* PROMPT *
The required output is the line that contains "Where can you see the black alloy" plus every line after it in the listing below, copied exactly as it appears.

* SUPPLIED MATERIAL *

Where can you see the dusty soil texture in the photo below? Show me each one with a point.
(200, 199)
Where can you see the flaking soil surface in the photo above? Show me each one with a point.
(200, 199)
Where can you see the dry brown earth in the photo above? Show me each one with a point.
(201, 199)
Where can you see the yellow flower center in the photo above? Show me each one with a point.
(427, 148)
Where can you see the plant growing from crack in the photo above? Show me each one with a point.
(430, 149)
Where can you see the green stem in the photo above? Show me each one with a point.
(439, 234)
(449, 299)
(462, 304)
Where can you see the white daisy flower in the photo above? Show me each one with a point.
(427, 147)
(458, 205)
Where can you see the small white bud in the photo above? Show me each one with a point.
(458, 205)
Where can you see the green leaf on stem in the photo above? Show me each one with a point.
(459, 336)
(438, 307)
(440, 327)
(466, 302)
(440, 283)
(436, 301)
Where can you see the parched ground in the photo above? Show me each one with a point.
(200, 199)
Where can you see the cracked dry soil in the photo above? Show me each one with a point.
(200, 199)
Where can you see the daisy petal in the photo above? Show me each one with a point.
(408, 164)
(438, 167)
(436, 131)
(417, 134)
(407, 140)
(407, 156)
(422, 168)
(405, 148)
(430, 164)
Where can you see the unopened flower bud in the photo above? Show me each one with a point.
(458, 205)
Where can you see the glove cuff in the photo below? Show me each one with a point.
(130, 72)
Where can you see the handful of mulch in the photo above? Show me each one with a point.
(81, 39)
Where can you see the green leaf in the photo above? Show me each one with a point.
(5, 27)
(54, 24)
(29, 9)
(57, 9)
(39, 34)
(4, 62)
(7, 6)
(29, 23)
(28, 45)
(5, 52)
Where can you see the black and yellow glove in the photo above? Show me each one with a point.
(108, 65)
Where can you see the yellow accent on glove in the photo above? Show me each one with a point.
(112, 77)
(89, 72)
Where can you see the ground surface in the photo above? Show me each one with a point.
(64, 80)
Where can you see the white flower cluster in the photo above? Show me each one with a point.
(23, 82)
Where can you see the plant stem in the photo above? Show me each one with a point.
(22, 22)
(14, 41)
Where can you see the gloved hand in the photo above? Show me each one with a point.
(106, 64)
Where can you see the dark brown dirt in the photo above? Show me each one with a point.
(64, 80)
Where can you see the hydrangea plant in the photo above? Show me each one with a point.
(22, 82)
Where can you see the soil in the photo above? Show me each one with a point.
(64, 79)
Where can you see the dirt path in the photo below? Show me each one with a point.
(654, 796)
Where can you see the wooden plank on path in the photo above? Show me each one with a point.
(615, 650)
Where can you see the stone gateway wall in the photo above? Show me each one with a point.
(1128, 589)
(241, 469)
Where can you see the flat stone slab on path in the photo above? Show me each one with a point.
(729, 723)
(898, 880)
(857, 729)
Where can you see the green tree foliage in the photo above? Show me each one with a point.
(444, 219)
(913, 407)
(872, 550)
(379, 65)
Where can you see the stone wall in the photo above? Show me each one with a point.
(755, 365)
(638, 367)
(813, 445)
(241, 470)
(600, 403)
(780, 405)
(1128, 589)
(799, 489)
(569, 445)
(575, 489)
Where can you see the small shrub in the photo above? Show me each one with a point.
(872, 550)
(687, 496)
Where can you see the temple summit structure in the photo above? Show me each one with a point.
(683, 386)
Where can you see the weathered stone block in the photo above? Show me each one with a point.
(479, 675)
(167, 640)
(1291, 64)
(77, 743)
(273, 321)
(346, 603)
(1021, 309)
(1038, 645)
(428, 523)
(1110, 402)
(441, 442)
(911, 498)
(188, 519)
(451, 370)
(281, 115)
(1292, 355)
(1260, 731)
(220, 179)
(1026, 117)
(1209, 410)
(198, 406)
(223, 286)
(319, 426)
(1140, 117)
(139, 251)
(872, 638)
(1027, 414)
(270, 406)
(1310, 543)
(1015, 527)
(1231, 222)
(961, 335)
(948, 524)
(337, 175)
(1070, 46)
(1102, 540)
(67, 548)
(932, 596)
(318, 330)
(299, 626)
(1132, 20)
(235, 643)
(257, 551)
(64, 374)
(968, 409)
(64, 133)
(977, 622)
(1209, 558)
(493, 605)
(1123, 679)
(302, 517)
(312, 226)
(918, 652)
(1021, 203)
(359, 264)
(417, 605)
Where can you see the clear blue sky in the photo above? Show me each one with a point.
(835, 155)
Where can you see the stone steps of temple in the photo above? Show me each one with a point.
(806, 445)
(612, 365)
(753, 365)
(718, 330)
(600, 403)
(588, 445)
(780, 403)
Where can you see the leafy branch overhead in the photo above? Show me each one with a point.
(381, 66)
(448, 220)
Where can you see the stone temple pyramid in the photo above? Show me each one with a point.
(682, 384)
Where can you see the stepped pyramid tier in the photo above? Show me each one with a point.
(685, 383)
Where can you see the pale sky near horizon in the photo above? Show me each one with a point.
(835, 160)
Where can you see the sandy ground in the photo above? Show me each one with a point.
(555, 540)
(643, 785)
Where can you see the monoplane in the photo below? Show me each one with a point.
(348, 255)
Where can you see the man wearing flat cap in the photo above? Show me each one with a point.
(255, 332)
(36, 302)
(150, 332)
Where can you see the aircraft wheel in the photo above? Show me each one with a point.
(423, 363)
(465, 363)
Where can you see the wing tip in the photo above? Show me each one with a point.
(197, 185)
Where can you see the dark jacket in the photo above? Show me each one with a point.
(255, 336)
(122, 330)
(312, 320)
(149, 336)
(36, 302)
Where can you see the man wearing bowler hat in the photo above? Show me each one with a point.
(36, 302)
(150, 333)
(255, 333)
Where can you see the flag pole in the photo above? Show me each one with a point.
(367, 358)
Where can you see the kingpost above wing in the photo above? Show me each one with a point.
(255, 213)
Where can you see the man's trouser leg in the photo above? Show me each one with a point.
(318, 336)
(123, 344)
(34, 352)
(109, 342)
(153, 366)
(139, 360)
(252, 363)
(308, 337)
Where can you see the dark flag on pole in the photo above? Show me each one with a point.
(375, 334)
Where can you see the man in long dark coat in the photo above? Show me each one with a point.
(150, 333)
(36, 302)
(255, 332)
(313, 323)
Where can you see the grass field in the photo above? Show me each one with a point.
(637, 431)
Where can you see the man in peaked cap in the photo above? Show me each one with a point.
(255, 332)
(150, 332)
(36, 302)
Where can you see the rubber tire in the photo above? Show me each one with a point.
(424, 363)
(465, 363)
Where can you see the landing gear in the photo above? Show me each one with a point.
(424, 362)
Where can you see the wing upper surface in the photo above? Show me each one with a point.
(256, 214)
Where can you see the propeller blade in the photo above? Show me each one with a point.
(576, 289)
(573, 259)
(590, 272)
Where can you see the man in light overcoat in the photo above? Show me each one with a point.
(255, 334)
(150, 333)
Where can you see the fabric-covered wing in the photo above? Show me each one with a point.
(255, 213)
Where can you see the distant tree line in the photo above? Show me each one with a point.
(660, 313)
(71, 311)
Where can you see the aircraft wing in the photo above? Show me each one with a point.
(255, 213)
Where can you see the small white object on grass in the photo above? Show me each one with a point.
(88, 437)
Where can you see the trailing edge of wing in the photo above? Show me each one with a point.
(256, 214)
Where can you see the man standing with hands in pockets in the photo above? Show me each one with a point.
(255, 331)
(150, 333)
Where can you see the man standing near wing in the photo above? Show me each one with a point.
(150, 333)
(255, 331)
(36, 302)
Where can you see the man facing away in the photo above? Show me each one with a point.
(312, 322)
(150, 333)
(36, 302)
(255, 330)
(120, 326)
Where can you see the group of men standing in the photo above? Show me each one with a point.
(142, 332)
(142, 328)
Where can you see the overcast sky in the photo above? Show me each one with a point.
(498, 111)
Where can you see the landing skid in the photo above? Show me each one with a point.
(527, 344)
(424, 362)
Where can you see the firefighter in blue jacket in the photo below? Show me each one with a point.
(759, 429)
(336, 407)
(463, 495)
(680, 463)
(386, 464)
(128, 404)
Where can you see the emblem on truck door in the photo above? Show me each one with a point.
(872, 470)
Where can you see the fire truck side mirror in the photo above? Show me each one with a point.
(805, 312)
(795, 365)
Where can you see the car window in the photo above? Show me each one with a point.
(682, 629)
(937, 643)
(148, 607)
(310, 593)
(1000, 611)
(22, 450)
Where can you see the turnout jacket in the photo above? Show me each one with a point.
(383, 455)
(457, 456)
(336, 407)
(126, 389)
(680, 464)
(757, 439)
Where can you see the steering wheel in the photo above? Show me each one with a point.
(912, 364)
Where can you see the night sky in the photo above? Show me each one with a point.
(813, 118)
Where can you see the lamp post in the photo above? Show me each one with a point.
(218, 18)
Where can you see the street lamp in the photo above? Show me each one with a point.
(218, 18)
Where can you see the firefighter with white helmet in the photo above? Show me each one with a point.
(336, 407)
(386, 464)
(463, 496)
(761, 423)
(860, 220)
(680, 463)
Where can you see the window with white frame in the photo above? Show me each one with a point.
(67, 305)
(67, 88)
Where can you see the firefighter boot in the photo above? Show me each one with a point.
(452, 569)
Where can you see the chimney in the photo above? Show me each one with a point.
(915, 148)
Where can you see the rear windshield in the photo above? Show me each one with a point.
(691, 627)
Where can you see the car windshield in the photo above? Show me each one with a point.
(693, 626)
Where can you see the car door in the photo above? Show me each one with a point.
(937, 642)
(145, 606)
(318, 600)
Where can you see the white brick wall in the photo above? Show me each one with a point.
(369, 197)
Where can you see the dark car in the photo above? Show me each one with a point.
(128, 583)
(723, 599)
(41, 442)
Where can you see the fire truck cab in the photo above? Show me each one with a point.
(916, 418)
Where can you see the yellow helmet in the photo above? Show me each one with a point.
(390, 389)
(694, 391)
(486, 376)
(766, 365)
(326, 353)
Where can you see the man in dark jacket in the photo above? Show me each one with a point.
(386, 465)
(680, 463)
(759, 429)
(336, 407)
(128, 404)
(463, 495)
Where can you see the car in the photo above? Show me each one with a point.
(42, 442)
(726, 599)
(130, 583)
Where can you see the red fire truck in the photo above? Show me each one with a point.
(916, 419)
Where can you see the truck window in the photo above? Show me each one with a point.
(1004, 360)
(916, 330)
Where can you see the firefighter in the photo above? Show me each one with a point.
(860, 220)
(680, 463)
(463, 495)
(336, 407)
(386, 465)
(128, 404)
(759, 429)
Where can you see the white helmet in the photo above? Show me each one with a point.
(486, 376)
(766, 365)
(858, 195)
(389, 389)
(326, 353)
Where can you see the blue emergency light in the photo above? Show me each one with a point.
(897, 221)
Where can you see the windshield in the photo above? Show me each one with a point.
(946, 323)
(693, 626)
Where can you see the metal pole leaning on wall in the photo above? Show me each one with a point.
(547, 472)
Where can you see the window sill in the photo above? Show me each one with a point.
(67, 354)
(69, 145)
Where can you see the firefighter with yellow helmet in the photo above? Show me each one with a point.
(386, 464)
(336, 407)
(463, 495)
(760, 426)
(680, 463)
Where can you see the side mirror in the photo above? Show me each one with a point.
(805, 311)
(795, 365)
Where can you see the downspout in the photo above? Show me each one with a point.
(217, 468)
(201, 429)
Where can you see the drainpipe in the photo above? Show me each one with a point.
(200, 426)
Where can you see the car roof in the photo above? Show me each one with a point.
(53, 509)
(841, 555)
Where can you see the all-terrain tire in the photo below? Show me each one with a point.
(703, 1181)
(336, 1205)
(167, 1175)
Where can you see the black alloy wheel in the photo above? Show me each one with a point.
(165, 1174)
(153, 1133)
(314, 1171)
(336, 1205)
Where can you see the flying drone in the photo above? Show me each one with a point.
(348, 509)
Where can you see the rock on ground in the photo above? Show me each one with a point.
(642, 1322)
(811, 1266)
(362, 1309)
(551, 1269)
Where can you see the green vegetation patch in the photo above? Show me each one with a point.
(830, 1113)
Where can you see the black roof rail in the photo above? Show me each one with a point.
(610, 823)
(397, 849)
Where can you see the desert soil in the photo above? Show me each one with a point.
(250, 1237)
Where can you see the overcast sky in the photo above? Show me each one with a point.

* RESPONSE TO THE EXERCISE *
Where can you see the black alloy wheel in the photo above? Show me each one with a point.
(165, 1174)
(153, 1133)
(314, 1171)
(336, 1205)
Where can you see the flying drone in the photo above? Show me each one with a point.
(348, 509)
Where can you see the rock on ground in the photo above? Show me each one with a point.
(642, 1322)
(811, 1266)
(362, 1309)
(551, 1269)
Where can you see the green vegetation patch in the photo above? Show me each one with a point.
(830, 1113)
Where can you see the black roof rail in the photo above? Show me each one with a point.
(610, 823)
(397, 849)
Where can you see the desert soil in the photo above? Show me each one with a point.
(250, 1237)
Where can you see the overcast sky in the photo above? Show me each one with a point.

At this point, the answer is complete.